*Dataset content*
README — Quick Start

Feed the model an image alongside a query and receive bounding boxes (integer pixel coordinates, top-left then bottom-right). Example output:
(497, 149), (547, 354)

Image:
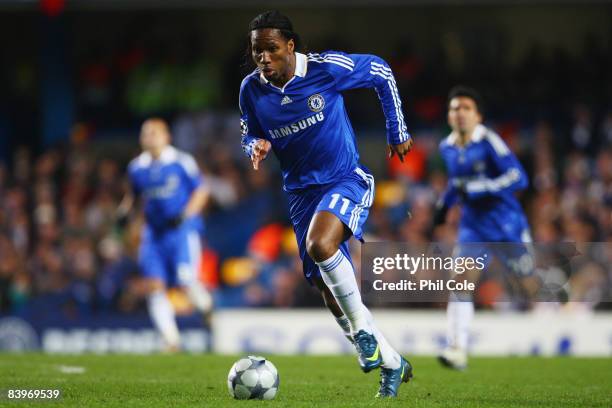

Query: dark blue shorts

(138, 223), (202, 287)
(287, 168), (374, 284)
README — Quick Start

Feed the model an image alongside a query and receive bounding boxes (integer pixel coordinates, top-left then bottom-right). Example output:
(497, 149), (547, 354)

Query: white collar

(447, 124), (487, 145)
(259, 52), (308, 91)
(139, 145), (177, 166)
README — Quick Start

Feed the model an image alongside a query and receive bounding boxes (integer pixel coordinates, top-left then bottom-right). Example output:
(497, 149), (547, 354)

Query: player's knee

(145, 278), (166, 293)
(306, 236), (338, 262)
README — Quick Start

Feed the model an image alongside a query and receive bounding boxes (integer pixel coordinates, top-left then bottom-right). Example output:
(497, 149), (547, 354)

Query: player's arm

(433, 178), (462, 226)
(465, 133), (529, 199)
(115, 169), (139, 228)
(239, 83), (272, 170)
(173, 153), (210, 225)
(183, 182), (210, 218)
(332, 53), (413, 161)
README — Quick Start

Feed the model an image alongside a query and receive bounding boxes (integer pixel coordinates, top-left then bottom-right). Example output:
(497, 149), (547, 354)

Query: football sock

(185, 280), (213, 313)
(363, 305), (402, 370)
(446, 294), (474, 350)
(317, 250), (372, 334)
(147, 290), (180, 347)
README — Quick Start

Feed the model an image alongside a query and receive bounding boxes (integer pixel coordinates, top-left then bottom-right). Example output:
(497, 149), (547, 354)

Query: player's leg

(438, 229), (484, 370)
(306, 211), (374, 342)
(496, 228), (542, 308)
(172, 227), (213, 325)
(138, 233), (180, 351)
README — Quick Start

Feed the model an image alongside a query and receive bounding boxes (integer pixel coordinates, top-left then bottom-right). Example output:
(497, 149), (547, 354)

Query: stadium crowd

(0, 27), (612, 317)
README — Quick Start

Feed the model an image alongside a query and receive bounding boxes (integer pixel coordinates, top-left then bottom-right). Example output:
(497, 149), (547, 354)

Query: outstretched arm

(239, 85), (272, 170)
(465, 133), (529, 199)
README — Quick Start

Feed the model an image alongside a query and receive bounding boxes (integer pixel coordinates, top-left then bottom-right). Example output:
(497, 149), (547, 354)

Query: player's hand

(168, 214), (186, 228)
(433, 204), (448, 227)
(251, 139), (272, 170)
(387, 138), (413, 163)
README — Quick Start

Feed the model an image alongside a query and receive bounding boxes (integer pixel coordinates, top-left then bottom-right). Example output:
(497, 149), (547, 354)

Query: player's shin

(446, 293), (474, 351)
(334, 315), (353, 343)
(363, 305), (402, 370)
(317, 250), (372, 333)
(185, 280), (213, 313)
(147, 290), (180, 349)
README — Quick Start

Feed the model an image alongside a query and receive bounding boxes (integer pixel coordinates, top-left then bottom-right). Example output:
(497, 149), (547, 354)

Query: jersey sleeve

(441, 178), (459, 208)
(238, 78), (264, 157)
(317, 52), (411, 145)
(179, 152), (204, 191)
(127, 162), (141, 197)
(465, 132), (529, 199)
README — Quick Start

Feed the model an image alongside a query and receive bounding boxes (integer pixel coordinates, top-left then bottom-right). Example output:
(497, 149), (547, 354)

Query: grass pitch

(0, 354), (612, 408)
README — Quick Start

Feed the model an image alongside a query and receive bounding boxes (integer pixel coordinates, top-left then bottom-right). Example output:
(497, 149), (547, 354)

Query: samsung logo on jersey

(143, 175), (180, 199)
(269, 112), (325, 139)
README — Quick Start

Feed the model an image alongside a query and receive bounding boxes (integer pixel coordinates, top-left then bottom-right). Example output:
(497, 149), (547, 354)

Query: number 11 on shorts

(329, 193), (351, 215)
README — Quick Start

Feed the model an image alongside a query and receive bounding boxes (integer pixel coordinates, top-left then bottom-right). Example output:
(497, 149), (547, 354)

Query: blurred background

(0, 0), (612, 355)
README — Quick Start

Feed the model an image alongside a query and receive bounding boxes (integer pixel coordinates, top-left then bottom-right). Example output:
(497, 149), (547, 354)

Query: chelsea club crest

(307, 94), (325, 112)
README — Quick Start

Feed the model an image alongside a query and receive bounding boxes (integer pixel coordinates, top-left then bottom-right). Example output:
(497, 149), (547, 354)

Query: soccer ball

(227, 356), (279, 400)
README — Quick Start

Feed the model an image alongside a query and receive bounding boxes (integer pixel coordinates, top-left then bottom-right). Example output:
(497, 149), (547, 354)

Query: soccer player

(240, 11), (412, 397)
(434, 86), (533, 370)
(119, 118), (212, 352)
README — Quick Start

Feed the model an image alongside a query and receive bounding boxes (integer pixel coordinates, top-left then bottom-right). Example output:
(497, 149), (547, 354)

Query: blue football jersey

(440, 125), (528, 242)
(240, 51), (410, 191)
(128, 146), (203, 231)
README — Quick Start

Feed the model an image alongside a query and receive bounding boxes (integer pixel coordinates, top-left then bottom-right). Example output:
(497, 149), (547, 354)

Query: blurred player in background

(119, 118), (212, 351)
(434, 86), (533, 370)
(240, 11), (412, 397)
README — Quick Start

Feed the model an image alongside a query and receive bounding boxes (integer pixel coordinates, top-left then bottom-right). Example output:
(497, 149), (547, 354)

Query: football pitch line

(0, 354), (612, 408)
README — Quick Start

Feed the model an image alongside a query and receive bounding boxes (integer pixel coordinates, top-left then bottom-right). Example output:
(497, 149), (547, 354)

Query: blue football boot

*Short task*
Please count the lines above that contain the string "football", where case counts, and reply with only that number.

*Output below*
4